▸ **GEZEIGTER TEXTAUSZUG**
Es ist völlig in Ordnung, dass 43 Reservisten der Aufklärungseinheit 8200 des Militärgeheimdienstes in einem Brief erklärt haben, sich nicht weiter an der Überwachung von Palästinensern beteiligen zu wollen. Jeder muss so eine Arbeit mit seinem Gewissen vereinbaren können, auch wenn die Protestler natürlich mehr Glaubwürdigkeit reklamieren könnten, wenn sie sich während ihrer aktiven Dienstzeit entsprechend geäußert hätten. Aber gut: Wer es nicht kann, soll es lassen. So wie vor einem Jahrzehnt die wenigen Piloten, die aus Sorge vor Kollateralschäden keine Einsätze zur gezielten Tötung von Terrorfürsten mehr fliegen wollten.

▸ **DATENAUSZUG**

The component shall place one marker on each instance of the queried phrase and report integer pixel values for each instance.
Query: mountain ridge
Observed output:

▸ **AUFGABE**
Beantworte diese Fragen zum Text über die Reservisten jeweils in einer eigenen Zeile.
1. Wie viele Reservisten haben in einem Brief ihre Weigerung erklärt?
2. An welcher Tätigkeit wollen sie sich nicht weiter beteiligen?
3. Aus welcher Sorge wollten einige Piloten vor einem Jahrzehnt keine Einsätze mehr fliegen?
Die Zeilen sind eigenständiges Material und gehören nicht zum Text über die Reservisten.

▸ **ANTWORT**
1. 43 Reservisten.
2. An der Überwachung von Palästinensern.
3. Aus Sorge vor Kollateralschäden.